Work to complete: Would you retype all of these records exactly?

[Records from a dataset]
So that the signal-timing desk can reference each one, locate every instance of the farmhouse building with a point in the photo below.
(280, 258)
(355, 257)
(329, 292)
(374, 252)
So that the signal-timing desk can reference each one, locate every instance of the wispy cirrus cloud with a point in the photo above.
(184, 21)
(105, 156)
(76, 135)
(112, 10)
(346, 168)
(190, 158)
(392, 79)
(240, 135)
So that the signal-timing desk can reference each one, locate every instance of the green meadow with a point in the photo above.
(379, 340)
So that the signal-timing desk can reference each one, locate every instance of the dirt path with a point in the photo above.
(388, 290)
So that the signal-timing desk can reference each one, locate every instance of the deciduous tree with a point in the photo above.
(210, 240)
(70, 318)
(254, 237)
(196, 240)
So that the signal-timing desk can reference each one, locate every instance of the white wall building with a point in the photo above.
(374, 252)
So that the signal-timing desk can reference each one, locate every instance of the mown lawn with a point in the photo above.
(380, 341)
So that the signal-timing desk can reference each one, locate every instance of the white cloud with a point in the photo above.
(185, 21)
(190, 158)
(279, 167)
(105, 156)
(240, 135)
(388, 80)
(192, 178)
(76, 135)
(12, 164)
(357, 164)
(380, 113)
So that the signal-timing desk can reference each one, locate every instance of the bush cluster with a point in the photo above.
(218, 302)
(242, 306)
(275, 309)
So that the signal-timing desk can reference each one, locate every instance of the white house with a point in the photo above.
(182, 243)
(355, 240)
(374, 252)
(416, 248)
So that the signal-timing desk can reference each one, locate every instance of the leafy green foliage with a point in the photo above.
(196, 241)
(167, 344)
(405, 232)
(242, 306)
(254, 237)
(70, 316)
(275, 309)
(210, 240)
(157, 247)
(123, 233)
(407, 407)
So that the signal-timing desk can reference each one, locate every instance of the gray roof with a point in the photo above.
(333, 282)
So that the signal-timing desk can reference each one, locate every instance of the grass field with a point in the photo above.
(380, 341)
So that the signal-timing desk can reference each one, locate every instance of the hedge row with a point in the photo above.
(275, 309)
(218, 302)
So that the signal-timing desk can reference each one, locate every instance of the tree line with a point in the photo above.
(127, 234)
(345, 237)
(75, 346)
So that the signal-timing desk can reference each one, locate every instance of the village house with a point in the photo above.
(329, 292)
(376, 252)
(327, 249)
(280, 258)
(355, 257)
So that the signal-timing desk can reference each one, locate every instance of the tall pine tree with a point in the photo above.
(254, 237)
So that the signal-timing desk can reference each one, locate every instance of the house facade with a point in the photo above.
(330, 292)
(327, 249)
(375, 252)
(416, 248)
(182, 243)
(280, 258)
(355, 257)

Answer to the exercise:
So that the signal-timing desk can reference each one, locate every instance of the farmhouse building with a point in the photo below.
(280, 258)
(355, 257)
(329, 292)
(374, 252)
So that the signal-timing desk can reference each one, locate every instance of the wispy cirrus cloud with a point in the photo above.
(184, 21)
(105, 156)
(76, 135)
(112, 10)
(346, 168)
(190, 158)
(392, 79)
(240, 135)
So that the signal-timing desk can reference each one, locate every instance of the green meadow with a point in the photo above.
(379, 340)
So that the signal-timing desk can reference each one, locate every instance of the dirt path with a point in the photo above.
(388, 290)
So that the signal-timing desk can reference each one, locate every instance of the deciduous tree with a point in the photo above.
(210, 240)
(70, 318)
(254, 237)
(196, 240)
So that the signal-timing desk can reference each one, locate every instance of the white wall building with a point in the photo above.
(374, 252)
So that the signal-timing desk can reference each one, locate every instance of the mown lawn with a point in the photo above.
(380, 341)
So that the signal-timing desk can reference each one, locate every instance of the white cloud with a point in the photo above.
(185, 21)
(190, 158)
(279, 167)
(105, 156)
(240, 135)
(388, 80)
(192, 178)
(76, 135)
(12, 164)
(357, 164)
(380, 113)
So that the signal-timing desk can reference each one, locate every instance of the bush cluster with a point in the photo above.
(218, 302)
(242, 306)
(275, 309)
So that the signal-timing desk can reference each one, locate every instance of the white house with a point in the photo above.
(182, 243)
(355, 240)
(374, 252)
(416, 248)
So that the signal-timing desk can reference each one, locate every instance of the leafy green foliage with a point in the photo above.
(196, 241)
(167, 344)
(405, 232)
(242, 306)
(254, 237)
(70, 316)
(275, 309)
(210, 240)
(157, 247)
(123, 233)
(407, 407)
So that the signal-timing desk can reference each one, locate every instance of the gray roof with a point in the photo above.
(333, 282)
So that the signal-timing desk can reference each one, locate every instance of the grass field with a point in the photo above.
(380, 341)
So that the signal-timing desk can reference each one, locate every instance of the hedge row with a point in the photo above.
(275, 309)
(218, 302)
So that the signal-timing desk can reference each one, locate every instance of the tree line with a point in the photo above.
(127, 234)
(345, 237)
(75, 346)
So that the signal-timing desk can reference each one, locate every instance of the village house with a point in the photo above.
(329, 292)
(376, 252)
(327, 249)
(280, 258)
(355, 257)
So that the signal-timing desk can reference each one, locate every instance of the tall pine tree with a point in the photo above.
(254, 237)
So that the signal-timing desk can reference each one, locate every instance of the house facade with a point in the photo above.
(330, 292)
(327, 249)
(375, 252)
(416, 248)
(182, 243)
(280, 258)
(355, 257)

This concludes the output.